**Passage provided**.
◆ ◆ ◆ ◆

Ongoing Projects

© Jen Squires

PROTEA – Prostheses and Medical Aids with Enhanced User Acceptance through 3D-Printing and Functionalization 

Women are less likely to be equipped with a prosthesis than amputee men. When women are equipped with a prosthesis, prosthesis fitting fails more often and prostheses are less likely to be accepted and used. PROTEA aims to improve the accuracy of fit and acceptance of prostheses and thus contribute to closing the existing gender and diversity gap. Key innovations here are a digital manufacturing process, innovations in materials and structure through 3D printing of the outer socket as well as a soft body with integrated sensor technology. Read more on the project website.

Nanogoes3D – Nanomaterials and Additive Fabrication of Adaptive Structures for Smart Human Device Interfaces

Nanogoes3D combines different disciplines for the development of 3D-printed soles for individualized shoes in the sports sector. The combination of nanomaterials and 3D printing technology allows in achieving flexible, lightweight, cost-effective smart shoe insole with antibacterial properties. The research is categorized into three areas: a) development of suitable nanomaterials for sensor and antibacterial properties; b) Design and development of 3D insoles with excellent physical and mechanical properties; c) Development 3D printed smart insole demonstrator by establishing the optimal user-interfacing concept based on FEM simulations.

AMASE – Additively Manufactured Sensorized Prosthetic Liner Systems 

The aim of AMASE is to create a unique and imperceptible measurement system that is compatible with existing prostheses, helps avoiding medical complications, aids the prosthetist in finding the best possible fit, provides the physical rehabilitation professionals with means to optimize the rehabilitation process, improves the gait profile, increases the comfort for the amputee and thus increases the overall acceptance. This will be accomplished by creating an additively manufactured sensorized prosthetic liner systems, which includes arrays of novel flexible pressure and force sensors together with integrated off-the-shelf temperature and humidity sensors and interconnected by flexible and stretchable electrodes.

◆ ◆ ◆ ◆

**Records taken from a collection**.
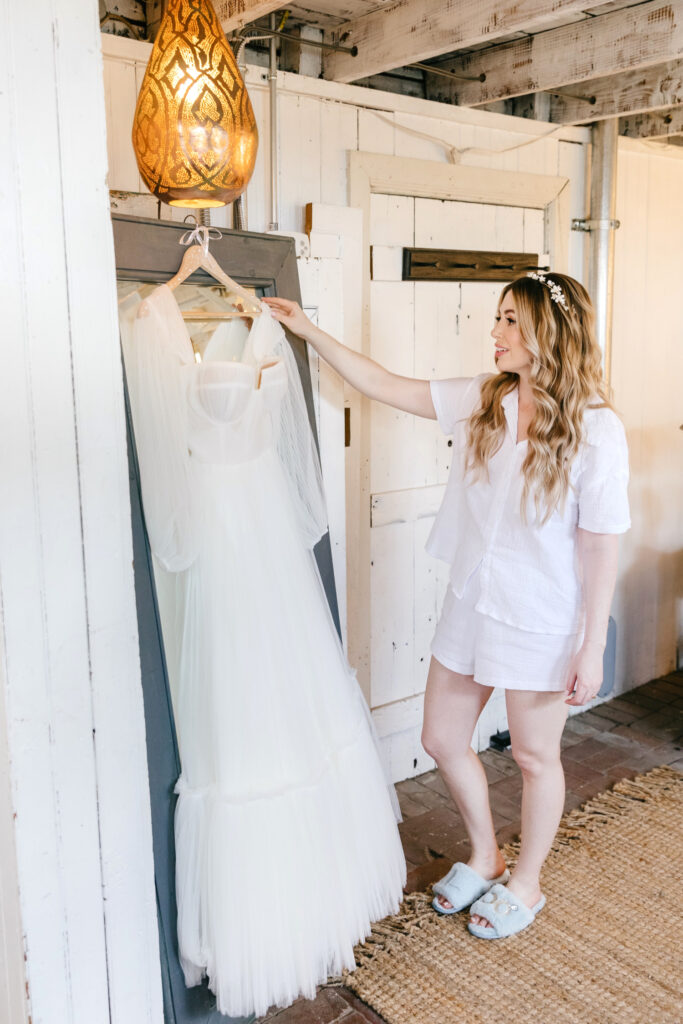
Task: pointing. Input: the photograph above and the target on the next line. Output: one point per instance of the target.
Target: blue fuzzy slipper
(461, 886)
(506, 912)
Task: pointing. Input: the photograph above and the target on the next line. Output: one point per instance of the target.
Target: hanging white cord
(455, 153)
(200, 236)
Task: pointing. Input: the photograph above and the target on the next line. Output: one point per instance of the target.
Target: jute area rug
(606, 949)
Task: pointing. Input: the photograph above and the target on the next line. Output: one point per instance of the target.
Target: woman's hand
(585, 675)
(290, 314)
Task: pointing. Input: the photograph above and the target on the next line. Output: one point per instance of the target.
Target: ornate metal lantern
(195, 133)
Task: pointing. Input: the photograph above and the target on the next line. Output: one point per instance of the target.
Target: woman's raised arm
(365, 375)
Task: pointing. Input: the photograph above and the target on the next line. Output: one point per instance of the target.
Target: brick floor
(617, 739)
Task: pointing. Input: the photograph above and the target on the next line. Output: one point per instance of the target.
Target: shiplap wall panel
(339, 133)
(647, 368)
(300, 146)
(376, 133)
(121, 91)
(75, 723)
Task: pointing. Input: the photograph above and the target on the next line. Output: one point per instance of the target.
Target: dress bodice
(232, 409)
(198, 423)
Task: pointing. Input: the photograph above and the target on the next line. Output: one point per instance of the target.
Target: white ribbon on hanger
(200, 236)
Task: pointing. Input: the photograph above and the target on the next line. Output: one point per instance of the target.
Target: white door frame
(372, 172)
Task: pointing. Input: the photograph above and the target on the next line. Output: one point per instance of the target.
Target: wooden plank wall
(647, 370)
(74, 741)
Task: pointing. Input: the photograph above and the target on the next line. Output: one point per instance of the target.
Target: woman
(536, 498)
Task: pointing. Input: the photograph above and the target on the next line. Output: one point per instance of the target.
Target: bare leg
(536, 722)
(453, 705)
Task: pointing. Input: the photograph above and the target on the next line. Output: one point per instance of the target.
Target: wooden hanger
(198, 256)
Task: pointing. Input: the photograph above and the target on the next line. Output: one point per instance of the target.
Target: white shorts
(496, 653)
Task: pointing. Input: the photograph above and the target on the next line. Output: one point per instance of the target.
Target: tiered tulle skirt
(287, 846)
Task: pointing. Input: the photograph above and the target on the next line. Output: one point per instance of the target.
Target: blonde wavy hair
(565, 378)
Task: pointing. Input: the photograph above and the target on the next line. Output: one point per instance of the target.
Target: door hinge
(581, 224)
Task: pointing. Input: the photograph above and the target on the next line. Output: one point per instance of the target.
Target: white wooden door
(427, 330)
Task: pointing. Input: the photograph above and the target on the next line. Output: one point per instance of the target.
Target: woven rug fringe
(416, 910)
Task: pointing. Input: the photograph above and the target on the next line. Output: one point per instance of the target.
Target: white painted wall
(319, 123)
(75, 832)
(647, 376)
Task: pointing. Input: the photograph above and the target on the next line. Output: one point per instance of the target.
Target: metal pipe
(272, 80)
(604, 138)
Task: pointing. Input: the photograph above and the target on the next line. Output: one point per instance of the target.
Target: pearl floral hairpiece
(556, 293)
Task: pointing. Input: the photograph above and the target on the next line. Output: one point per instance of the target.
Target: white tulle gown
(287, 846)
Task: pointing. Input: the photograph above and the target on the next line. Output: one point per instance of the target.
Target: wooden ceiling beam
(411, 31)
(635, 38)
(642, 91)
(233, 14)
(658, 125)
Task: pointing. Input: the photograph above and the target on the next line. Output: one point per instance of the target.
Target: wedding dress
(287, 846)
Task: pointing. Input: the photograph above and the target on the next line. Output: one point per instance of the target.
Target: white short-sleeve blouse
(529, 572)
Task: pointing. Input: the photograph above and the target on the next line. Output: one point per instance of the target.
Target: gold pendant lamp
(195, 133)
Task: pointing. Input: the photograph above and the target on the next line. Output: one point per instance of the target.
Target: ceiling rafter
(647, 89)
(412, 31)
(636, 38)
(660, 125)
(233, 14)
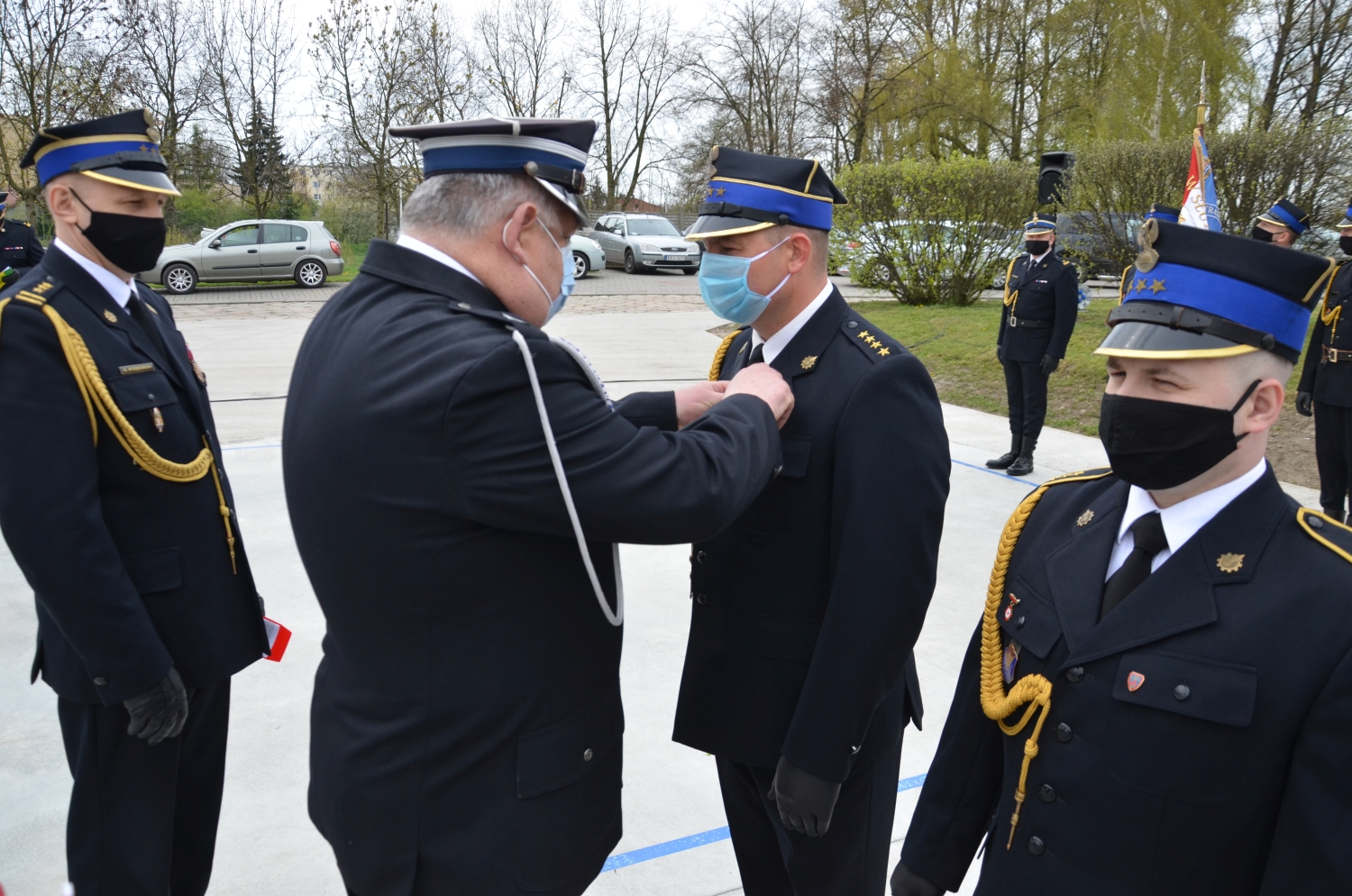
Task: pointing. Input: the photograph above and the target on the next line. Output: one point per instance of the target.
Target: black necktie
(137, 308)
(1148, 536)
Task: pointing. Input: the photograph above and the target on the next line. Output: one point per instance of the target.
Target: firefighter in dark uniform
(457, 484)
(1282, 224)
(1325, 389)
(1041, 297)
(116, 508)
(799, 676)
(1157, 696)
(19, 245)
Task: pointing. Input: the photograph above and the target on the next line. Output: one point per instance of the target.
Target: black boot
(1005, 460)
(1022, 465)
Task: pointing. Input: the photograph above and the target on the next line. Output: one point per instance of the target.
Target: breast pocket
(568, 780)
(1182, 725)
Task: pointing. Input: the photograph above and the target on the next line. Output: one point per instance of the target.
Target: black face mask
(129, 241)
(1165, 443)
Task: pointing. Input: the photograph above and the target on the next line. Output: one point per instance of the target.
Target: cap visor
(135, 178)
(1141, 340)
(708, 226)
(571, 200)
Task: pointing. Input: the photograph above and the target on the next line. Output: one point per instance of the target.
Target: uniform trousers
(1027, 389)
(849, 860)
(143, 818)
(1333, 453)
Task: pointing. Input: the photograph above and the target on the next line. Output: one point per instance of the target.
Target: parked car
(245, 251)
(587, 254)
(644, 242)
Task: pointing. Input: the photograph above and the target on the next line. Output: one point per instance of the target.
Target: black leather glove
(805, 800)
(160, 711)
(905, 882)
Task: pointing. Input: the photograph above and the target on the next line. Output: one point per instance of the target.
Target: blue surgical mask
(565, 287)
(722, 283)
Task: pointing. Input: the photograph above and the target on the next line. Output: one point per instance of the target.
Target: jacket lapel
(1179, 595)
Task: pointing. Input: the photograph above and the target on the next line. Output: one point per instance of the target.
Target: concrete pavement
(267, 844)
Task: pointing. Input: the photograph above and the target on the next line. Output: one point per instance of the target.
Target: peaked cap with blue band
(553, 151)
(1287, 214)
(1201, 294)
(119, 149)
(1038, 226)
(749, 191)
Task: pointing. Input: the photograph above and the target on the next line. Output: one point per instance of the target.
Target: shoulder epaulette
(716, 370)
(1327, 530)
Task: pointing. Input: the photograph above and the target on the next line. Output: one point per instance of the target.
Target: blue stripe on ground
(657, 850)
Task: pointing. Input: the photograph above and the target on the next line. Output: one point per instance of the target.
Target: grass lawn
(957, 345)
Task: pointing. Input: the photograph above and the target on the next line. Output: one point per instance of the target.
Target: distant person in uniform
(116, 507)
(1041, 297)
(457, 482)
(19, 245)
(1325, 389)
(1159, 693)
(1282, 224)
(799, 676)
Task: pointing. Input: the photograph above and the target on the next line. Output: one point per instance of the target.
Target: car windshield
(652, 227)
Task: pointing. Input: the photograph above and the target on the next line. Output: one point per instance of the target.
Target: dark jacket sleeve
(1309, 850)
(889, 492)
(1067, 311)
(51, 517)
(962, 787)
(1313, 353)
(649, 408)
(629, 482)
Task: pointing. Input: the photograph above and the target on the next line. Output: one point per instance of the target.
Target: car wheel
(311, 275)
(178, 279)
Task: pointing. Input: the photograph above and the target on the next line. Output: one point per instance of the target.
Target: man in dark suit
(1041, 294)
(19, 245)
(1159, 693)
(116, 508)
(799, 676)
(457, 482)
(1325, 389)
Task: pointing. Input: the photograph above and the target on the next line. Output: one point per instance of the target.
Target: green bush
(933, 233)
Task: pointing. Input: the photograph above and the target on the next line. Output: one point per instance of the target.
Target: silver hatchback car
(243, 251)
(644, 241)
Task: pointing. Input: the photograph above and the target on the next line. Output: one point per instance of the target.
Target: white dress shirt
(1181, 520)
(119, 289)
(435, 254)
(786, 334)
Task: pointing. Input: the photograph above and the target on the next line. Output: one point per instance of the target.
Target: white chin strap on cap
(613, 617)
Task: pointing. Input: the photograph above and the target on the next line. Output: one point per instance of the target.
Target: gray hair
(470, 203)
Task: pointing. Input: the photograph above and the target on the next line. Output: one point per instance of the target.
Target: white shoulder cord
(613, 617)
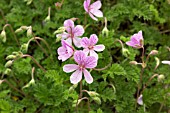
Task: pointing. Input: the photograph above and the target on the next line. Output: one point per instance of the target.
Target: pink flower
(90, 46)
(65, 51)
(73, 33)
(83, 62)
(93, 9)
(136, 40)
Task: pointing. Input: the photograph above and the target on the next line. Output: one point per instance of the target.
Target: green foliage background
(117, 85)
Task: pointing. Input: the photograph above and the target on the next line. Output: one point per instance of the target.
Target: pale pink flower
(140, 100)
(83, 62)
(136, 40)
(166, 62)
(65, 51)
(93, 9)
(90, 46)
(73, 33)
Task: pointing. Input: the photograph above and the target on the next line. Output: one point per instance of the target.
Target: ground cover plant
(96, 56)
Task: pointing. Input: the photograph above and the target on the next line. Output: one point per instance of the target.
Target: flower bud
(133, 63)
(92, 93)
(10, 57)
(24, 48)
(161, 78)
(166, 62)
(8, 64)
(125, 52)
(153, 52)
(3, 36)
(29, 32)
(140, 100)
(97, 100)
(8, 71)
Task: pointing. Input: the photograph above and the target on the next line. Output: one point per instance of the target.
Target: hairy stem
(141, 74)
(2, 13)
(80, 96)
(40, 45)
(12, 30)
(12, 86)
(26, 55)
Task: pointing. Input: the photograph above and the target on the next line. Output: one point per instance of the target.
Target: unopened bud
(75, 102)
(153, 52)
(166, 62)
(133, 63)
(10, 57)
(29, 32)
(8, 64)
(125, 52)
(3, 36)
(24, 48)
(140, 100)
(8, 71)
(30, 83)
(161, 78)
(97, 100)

◆ ◆ ◆ ◆

**List of tasks**.
- 1) Duplicate the part of the ongoing projects text starting at "The aim of AMASE" and ending at "and stretchable electrodes.".
- 2) In the ongoing projects text, which sector are the 3D-printed soles from Nanogoes3D meant for?
This material has no connection to the ongoing projects text.

**Answers for each item**.
- 1)
The aim of AMASE is to create a unique and imperceptible measurement system that is compatible with existing prostheses, helps avoiding medical complications, aids the prosthetist in finding the best possible fit, provides the physical rehabilitation professionals with means to optimize the rehabilitation process, improves the gait profile, increases the comfort for the amputee and thus increases the overall acceptance. This will be accomplished by creating an additively manufactured sensorized prosthetic liner systems, which includes arrays of novel flexible pressure and force sensors together with integrated off-the-shelf temperature and humidity sensors and interconnected by flexible and stretchable electrodes.

- 2) The sports sector.